Should the law be fashioned for stupid people?

That's not a question Protecting America's Health asks explicitly—and the author, New York Times science writer Philip J. Hilts, no doubt would object to characterizing millions of American consumers as stupid. But it is a question that must be mulled by free market advocates, against whom Hilts explicitly directs his polemic in defense of the U.S. Food and Drug Administration and the regulations it issues.

It is tempting for free market advocates to say that the FDA could be eliminated outright—replaced by nothing at all—so that customers could work out for themselves, or with the help of advice columns and ratings services, which products were dangerous or ineffective. A few idiots might opt for deadly medicine or adulterated food on the rare occasions when businesses were shortsighted enough to sell such things, but that possibility should not stand in the way of experimentation by the rest of us. Or so the argument goes.

In contrast to this position—which we might sum up as "Buyer beware, bonehead!"—Hilts makes the case that whether it seems like wise business practice or not, completely unregulated food and drug companies will tend, if history is any guide, to get away with any corner cutting and exaggeration they can and even the occasional negligent homicide. No one sets out to kill the customer, of course, but there is a powerful temptation to downplay the likelihood that your product will kill people once you've invested a fortune in putting it on the market, especially if it takes close attention to statistics to notice the deaths.

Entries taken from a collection
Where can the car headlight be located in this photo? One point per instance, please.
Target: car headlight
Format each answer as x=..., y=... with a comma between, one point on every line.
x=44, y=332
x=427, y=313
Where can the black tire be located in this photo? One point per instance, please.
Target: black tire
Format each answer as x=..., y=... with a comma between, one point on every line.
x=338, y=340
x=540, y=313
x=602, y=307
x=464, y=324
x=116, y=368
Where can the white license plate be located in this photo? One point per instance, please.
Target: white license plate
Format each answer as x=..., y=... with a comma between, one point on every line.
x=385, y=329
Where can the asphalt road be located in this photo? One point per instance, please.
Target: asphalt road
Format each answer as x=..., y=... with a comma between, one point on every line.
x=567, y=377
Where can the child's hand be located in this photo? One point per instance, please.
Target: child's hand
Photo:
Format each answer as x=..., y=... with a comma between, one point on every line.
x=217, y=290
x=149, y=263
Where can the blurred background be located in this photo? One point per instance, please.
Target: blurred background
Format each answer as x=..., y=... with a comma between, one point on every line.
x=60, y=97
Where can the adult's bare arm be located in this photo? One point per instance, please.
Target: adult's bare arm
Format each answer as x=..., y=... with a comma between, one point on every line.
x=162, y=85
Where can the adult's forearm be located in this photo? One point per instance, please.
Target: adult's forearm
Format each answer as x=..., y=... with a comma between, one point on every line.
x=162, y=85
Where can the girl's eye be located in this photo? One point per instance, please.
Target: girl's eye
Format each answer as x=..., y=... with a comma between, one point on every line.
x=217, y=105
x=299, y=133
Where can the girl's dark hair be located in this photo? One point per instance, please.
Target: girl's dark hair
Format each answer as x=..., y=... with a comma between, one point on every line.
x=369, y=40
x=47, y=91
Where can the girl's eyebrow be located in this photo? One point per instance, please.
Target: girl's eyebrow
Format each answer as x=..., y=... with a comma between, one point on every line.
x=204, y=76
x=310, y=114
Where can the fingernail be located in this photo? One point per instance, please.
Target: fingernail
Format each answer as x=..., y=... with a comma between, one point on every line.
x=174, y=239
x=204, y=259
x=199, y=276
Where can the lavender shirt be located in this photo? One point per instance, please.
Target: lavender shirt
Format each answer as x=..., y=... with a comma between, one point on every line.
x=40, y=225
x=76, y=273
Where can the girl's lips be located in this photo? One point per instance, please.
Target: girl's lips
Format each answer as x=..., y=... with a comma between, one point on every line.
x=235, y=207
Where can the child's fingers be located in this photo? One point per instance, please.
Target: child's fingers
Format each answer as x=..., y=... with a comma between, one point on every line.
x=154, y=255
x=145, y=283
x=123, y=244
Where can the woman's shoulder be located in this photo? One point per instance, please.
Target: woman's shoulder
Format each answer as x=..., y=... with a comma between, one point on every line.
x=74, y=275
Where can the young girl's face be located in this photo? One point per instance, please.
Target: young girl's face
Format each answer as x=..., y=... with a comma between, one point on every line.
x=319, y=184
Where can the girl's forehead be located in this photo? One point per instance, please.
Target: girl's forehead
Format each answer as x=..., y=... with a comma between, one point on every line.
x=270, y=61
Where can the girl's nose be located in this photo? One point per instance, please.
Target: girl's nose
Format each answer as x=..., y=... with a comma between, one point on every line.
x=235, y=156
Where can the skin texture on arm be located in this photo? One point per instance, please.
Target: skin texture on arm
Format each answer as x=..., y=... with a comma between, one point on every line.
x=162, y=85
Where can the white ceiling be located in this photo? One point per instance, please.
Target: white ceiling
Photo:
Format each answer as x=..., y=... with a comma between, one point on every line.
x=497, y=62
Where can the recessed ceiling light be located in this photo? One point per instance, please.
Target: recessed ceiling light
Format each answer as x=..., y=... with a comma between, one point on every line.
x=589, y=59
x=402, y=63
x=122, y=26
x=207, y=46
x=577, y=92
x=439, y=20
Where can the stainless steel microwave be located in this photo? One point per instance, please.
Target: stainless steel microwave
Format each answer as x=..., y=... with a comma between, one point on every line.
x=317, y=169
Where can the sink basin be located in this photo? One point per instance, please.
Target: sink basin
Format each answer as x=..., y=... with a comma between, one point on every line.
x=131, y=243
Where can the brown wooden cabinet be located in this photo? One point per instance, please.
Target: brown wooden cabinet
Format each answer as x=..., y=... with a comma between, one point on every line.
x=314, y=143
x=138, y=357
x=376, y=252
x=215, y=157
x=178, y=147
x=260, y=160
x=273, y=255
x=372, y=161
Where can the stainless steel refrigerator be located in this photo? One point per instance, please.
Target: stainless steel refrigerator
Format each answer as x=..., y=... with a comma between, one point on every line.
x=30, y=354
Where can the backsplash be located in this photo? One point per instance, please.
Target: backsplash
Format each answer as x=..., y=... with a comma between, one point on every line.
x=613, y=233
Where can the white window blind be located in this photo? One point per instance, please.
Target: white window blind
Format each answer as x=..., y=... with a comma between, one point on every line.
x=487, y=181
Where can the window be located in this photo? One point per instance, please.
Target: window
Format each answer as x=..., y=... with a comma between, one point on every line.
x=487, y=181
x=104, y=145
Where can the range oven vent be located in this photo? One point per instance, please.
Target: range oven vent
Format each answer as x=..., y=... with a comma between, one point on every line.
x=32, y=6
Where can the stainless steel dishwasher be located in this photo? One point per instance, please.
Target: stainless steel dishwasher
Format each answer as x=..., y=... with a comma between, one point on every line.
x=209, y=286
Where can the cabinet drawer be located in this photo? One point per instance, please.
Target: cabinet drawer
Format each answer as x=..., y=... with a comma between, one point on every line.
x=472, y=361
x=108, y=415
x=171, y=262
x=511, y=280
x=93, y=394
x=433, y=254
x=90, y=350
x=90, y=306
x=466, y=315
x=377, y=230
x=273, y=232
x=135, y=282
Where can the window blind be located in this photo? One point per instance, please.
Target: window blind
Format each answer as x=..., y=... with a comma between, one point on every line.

Task instructions:
#1 What is Philip J. Hilts's job, according to the passage on the FDA?
#2 Write the next part of the passage on the FDA, picking up after its final sentence.

Task results:
#1 He is a science writer for the New York Times.

#2
If it is only uninformed morons who are at risk in a laissez-faire environment, one must conclude that there were an awful lot of morons in the 19th century (and that we may not be that much wiser today). As Hilts describes it, the late 19th and early 20th centuries were a time when the newfound ease of production, transportation, and advertising made it possible to deceive masses of anonymous consumers who would not long have tolerated such lies from their relatives and neighbors. "In chocolate, chemists found ground-up soap, beans, and peas," he writes. "To flour was added chalk, clay, or plaster of paris…In examining brown sugar, researchers often found that a substantial portion of it was the carcasses of lice, together with some living ones."

Hilts calls the period "the grand era of the quack remedy" and describes the highly profitable sale of patent medicines that did nothing at all—or, in some cases, did serious harm—with their ingredients kept secret from both doctors and patients. Fines for mislabeling were small. In 1906 the maker of a lethal potion touted as a headache cure, called Cuforhedake Brane-Fude, was one of the first to be prosecuted under new laws requiring honest labeling of foods and drugs. After making about $2 million on the product, killing scores of customers, and being fined $700, the maker of Brane-Fude was, in the words of the chief of the government's Bureau of Chemistry, "just $1,999,300 ahead." Advertising of that day routinely described opiates and colored water as elixirs capable of curing cancer, syphilis, arthritis, and other ailments.

As if subconsciously influenced by the muckraking journalists of that era, Hilts rails against the greed of the trusts and combinations that foisted their shoddy wares on a duped populace. One almost expects to find plutocrats and fat cats in the index. Hilts describes the Progressive attitudes of Teddy Roosevelt with approval and fawningly portrays modern-day anti-corporate activists such as Ralph Nader and Sidney Wolfe as "people who work to solve public problems with fact-gathering and no motive of personal gain." But even if you dismiss Hilts' politics, you're left with the historical facts he describes and the question of how to keep such things from happening again.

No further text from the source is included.